**Dataset excerpts**
::::::

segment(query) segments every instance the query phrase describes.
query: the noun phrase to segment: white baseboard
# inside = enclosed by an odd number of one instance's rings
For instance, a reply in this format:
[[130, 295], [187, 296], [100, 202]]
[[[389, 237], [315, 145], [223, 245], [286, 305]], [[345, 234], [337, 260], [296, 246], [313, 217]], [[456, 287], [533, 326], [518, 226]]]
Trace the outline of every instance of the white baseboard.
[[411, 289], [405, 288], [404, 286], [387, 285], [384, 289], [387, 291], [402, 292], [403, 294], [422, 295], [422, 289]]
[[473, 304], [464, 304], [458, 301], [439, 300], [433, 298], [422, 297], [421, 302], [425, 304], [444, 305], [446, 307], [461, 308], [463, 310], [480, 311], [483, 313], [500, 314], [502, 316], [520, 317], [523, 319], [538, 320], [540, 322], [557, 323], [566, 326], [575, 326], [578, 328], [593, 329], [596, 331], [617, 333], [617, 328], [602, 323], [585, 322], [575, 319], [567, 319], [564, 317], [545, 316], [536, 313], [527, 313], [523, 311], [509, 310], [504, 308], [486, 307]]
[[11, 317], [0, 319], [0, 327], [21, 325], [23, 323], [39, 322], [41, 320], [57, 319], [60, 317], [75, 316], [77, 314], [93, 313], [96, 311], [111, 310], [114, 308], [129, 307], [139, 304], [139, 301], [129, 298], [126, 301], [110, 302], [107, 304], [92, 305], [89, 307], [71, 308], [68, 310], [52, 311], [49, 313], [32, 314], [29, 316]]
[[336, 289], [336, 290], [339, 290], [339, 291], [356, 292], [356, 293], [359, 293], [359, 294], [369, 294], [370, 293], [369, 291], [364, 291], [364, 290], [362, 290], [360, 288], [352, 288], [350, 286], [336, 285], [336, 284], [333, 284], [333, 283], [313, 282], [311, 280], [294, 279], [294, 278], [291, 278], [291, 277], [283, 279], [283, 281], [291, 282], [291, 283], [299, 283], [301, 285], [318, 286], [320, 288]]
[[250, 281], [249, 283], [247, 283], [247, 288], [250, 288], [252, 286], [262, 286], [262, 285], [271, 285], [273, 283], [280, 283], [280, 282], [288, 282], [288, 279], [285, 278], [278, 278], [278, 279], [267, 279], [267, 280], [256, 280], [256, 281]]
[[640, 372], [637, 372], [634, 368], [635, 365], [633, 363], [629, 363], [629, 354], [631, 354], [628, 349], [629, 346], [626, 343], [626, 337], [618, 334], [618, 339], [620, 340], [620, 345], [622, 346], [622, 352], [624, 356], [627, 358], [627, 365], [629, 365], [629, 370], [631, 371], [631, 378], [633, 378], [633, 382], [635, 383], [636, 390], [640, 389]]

::::::

Work out how many lines in the data include "phrase". Answer with the number only.

**Expected answer**
2